Rewrite the data from the line containing "trace: flower center" through the end, including the requests. In the answers only, scale every number (the viewBox dimensions and the path coordinates) by 0.85 and round to whole numbers, with halves rounding up.

(Excerpts from segmentation data)
::::::::
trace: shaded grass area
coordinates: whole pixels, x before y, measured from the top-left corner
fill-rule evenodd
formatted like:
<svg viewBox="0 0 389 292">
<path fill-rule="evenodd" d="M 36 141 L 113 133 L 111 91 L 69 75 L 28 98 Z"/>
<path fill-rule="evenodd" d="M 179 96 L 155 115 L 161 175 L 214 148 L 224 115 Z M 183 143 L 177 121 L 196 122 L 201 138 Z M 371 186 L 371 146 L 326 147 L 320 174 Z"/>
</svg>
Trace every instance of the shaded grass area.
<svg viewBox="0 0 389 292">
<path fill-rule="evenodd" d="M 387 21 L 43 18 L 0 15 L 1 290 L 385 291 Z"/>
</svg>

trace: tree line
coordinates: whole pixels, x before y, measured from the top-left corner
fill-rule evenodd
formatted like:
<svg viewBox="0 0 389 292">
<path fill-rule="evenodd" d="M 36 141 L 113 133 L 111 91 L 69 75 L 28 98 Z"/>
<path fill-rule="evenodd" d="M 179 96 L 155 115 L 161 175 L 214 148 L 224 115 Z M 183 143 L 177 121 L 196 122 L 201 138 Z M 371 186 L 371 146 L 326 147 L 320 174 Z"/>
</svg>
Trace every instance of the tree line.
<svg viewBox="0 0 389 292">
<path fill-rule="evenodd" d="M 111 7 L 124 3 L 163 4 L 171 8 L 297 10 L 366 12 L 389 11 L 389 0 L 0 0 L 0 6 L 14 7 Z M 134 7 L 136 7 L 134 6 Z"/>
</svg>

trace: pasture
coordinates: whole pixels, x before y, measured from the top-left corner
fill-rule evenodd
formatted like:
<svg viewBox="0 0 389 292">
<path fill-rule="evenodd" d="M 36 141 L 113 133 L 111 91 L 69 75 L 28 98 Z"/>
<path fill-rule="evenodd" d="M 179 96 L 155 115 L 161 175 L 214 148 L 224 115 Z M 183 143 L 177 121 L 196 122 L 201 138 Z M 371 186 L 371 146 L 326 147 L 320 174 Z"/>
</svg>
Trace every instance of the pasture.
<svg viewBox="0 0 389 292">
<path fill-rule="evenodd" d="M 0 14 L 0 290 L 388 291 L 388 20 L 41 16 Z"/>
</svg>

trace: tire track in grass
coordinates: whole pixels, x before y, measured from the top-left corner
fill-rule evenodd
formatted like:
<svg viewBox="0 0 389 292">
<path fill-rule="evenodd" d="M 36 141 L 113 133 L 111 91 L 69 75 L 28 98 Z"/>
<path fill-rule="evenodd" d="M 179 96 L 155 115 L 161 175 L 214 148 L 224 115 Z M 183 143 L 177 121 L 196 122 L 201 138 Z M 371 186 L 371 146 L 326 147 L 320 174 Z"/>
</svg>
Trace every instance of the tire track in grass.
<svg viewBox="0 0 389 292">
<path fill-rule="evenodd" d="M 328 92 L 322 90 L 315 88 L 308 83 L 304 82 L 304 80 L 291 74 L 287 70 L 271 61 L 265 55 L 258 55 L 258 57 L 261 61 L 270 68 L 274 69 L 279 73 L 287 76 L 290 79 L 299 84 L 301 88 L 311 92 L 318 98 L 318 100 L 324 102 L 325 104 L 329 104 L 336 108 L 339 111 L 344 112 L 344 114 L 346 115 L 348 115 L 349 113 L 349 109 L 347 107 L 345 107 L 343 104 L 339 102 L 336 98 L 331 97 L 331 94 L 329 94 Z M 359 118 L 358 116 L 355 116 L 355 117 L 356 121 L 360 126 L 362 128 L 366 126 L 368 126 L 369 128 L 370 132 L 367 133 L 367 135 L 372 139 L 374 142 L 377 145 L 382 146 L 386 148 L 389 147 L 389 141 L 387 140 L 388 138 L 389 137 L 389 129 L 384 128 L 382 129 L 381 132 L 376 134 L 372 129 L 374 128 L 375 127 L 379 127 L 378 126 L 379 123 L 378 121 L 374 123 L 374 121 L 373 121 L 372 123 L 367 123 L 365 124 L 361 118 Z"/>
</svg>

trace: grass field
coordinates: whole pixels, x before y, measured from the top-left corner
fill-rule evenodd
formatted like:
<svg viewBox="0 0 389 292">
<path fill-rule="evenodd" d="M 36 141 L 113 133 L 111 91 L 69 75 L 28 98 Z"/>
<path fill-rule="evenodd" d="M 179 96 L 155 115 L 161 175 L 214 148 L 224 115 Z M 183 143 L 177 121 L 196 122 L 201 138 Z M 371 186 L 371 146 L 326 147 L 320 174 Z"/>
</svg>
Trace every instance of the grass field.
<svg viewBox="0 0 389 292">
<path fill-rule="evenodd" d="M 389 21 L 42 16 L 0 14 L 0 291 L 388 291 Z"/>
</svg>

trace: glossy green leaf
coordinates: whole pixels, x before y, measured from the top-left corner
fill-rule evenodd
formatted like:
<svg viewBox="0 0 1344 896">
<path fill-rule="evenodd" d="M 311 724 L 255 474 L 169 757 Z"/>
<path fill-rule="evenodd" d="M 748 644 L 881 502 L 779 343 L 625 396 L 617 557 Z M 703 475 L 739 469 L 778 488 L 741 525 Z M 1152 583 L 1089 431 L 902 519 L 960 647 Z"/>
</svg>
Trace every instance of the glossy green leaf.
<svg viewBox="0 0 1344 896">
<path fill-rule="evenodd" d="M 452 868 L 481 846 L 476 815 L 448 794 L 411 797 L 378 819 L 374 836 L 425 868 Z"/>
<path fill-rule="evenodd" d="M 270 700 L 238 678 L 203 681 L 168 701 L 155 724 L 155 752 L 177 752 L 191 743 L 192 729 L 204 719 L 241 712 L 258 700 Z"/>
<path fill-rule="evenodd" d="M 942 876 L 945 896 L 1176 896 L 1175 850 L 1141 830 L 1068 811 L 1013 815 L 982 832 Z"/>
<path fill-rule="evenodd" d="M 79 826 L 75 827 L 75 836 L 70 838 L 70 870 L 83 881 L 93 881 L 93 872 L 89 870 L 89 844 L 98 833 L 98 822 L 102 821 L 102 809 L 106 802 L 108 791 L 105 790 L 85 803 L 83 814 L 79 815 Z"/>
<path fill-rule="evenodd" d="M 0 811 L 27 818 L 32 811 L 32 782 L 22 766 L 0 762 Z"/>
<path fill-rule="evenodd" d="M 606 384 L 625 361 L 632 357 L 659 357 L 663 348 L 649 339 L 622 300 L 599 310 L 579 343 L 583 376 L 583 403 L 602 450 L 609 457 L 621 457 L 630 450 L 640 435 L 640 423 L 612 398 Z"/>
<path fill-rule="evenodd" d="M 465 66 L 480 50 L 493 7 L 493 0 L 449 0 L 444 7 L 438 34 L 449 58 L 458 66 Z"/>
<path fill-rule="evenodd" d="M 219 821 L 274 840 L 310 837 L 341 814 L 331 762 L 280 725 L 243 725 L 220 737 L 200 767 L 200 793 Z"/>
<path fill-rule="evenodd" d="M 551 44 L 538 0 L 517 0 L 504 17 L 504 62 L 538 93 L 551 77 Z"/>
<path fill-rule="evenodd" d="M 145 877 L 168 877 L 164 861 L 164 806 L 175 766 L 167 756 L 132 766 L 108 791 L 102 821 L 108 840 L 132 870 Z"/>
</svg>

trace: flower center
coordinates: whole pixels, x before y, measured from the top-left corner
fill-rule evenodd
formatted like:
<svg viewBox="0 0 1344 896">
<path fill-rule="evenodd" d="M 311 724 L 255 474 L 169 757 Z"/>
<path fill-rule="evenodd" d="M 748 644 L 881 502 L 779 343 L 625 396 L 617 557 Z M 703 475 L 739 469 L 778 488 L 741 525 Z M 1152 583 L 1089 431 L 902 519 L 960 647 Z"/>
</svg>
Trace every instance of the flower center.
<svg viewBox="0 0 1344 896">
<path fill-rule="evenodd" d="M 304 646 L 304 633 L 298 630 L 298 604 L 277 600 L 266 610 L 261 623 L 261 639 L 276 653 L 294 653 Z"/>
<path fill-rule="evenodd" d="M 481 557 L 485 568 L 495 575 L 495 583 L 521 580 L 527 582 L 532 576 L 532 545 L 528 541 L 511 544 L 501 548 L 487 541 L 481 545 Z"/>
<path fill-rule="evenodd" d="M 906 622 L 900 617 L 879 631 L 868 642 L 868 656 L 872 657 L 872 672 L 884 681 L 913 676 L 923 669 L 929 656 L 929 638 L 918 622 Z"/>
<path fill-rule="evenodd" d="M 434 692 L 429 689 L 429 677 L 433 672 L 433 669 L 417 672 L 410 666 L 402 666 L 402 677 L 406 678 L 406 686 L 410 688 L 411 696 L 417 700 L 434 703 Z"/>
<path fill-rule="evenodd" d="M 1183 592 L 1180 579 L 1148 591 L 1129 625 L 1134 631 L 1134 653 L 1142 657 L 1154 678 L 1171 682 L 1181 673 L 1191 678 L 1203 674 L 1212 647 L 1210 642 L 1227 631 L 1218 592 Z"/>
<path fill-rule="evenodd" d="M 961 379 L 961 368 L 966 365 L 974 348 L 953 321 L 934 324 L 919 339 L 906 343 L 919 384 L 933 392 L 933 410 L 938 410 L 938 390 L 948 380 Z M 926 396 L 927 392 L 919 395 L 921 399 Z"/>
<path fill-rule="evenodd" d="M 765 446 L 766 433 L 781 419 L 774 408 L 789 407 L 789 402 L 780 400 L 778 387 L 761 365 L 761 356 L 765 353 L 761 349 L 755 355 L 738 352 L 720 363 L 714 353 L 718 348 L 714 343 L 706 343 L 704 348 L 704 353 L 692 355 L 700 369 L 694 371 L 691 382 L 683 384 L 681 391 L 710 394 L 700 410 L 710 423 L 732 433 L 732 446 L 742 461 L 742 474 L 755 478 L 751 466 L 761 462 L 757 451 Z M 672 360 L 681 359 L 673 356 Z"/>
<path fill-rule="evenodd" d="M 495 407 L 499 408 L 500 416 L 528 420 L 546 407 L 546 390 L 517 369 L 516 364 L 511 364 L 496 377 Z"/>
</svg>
::::::::
§ Exercise solution:
trace: flower center
coordinates: whole pixels, x before y, measured from the top-left corner
fill-rule evenodd
formatted like:
<svg viewBox="0 0 1344 896">
<path fill-rule="evenodd" d="M 311 724 L 255 474 L 169 757 Z"/>
<path fill-rule="evenodd" d="M 748 644 L 881 502 L 779 343 L 625 396 L 617 557 Z M 703 475 L 739 469 L 778 488 L 741 525 Z M 1152 583 L 1089 431 L 902 519 L 960 647 Z"/>
</svg>
Trace every instance of the flower center.
<svg viewBox="0 0 1142 762">
<path fill-rule="evenodd" d="M 258 549 L 258 538 L 253 536 L 253 513 L 235 510 L 226 519 L 222 530 L 222 543 L 235 555 L 250 555 Z"/>
<path fill-rule="evenodd" d="M 409 473 L 412 483 L 421 489 L 421 496 L 443 493 L 448 495 L 452 490 L 452 463 L 449 460 L 434 462 L 426 466 L 414 460 L 409 463 Z"/>
<path fill-rule="evenodd" d="M 770 529 L 765 524 L 747 536 L 738 546 L 738 558 L 741 558 L 741 571 L 751 579 L 776 575 L 785 569 L 790 558 L 790 542 L 780 529 Z"/>
<path fill-rule="evenodd" d="M 369 588 L 365 586 L 365 575 L 368 571 L 368 569 L 354 571 L 349 566 L 342 566 L 342 575 L 345 576 L 345 583 L 349 585 L 349 592 L 354 595 L 369 598 Z"/>
<path fill-rule="evenodd" d="M 1006 503 L 1003 492 L 976 502 L 960 531 L 964 536 L 964 555 L 971 558 L 981 576 L 995 580 L 1004 572 L 1012 576 L 1023 573 L 1030 550 L 1029 546 L 1043 536 L 1035 503 Z"/>
<path fill-rule="evenodd" d="M 817 322 L 817 313 L 821 310 L 828 296 L 810 273 L 794 275 L 781 288 L 770 292 L 781 326 L 793 333 L 793 349 L 797 349 L 797 332 L 806 323 Z M 787 337 L 788 333 L 781 336 L 783 339 Z"/>
<path fill-rule="evenodd" d="M 650 379 L 651 368 L 664 356 L 658 347 L 671 346 L 671 342 L 663 340 L 661 329 L 647 310 L 647 303 L 650 300 L 647 297 L 642 302 L 627 299 L 612 309 L 607 300 L 610 296 L 607 292 L 600 292 L 598 296 L 598 300 L 588 302 L 595 314 L 590 315 L 587 325 L 581 326 L 579 332 L 604 335 L 595 349 L 604 360 L 622 368 L 622 379 L 631 392 L 631 403 L 642 406 L 638 396 L 647 393 L 643 383 Z M 571 306 L 579 305 L 572 303 Z"/>
<path fill-rule="evenodd" d="M 421 346 L 424 347 L 425 354 L 449 357 L 464 346 L 464 332 L 439 314 L 439 309 L 434 309 L 422 320 Z"/>
</svg>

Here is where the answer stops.